Exercise details - Reproduce all of the listing below without alteration.

--- START Data for this task ---

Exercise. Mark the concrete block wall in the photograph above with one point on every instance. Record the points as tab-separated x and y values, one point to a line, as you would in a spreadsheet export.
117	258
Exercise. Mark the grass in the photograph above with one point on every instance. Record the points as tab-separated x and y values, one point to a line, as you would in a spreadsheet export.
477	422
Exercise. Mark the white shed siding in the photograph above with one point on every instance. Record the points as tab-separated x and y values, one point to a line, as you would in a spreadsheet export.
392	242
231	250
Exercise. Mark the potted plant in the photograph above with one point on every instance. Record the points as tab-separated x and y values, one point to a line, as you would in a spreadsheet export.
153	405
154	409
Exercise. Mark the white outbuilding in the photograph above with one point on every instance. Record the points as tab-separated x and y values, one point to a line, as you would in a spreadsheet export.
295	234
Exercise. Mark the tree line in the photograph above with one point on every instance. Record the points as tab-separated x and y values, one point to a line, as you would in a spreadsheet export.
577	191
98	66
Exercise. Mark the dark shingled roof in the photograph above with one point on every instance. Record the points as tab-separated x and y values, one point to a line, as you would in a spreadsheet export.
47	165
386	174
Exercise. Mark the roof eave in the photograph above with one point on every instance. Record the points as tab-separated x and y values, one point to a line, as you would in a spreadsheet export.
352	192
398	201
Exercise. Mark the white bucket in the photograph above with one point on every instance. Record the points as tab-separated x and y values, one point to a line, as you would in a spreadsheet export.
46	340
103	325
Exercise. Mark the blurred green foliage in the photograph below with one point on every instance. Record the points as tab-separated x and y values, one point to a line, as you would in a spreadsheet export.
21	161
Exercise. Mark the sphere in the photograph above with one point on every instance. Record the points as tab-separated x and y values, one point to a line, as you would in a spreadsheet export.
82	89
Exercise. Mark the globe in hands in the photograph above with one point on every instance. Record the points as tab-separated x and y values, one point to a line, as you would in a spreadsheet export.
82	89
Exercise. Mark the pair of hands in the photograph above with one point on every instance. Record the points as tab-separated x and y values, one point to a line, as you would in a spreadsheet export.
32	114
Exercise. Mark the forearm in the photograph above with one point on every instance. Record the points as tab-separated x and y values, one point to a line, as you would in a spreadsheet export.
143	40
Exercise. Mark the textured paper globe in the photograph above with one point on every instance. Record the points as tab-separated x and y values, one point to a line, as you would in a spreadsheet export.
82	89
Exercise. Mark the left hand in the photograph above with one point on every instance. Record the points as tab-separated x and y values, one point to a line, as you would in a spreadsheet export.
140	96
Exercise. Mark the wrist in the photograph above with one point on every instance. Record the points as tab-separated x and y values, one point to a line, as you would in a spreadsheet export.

--- END Data for this task ---

Solution to the exercise -
Exercise. Mark the concrete block wall in the photograph above with one point on every instance. Record the points as tab-separated x and y values, one point to a line, as you would in a spreadsheet export.
117	258
Exercise. Mark the grass in the photograph above with one point on every instance. Record the points as tab-separated x and y values, one point to a line, as you would in a spreadsheet export.
477	422
Exercise. Mark the white shed siding in the photograph above with one point on every instance. Record the points as tab-separated x and y values, one point to a line, as you would in a spreadsheet export.
392	242
231	250
Exercise. Mark the potted plant in the photograph above with one point on every instance. Record the points as tab-separated x and y values, one point to a line, as you would in a spreadsheet export.
153	405
154	409
Exercise. Mark the white outbuilding in the photograph above with one point on every instance. Record the points as tab-separated x and y values, one point to a line, as you would in a spreadsheet export.
295	234
Exercise. Mark the tree line in the photograph above with one point on every instance. Record the points as tab-separated x and y values, one point to a line, as you would in a spreadsheet export.
577	191
98	66
Exercise. Mark the dark shingled roof in the photograph above with one point on every instance. Record the points as tab-separated x and y values, one point to a line, as you would in a spreadsheet export.
47	165
386	174
Exercise. Mark the roof eave in the photograph above with one point on every instance. Record the points as tab-separated x and y values, one point to a line, as you would in a spreadsheet export.
352	192
398	201
Exercise. Mark the white bucket in the photograph above with one point on every instance. Record the points as tab-separated x and y values, one point to a line, as you would in a spreadsheet export.
46	340
103	325
Exercise. Mark the blurred green foliage in the photograph below with one point on every instance. Record the points as tab-separated x and y values, one point to a line, as you would in a spreadsheet export.
21	161
Exercise. Mark the sphere in the photograph above with one point on every instance. Record the points as tab-separated x and y values, one point to a line, as you would in a spreadsheet export.
82	89
Exercise. Mark the globe in hands in the photograph above with one point on every instance. Record the points as tab-separated x and y values, one point to a line, as you would in a spreadsheet export.
82	89
Exercise. Mark the pair of hands in the photograph above with one point on every instance. Record the points as tab-separated x and y values, one point to a line, as you would in a spreadsheet export.
32	114
Exercise. Mark the forearm in the photograph above with one point on every instance. Record the points as tab-separated x and y values, one point to a line, as you would in a spreadsheet export.
143	40
Exercise. Mark the textured paper globe in the photograph above with one point on every instance. Record the points as tab-separated x and y values, one point to a line, as you would in a spreadsheet export.
82	89
Exercise. Mark the left hand in the photograph above with one point on every instance. Record the points as tab-separated x and y values, one point to a line, as you would in a spreadsheet export.
140	96
Exercise. Mark the wrist in the photograph above with one point on every instance. Record the points as tab-separated x and y values, one point to a line, as you would in a spreadsheet export.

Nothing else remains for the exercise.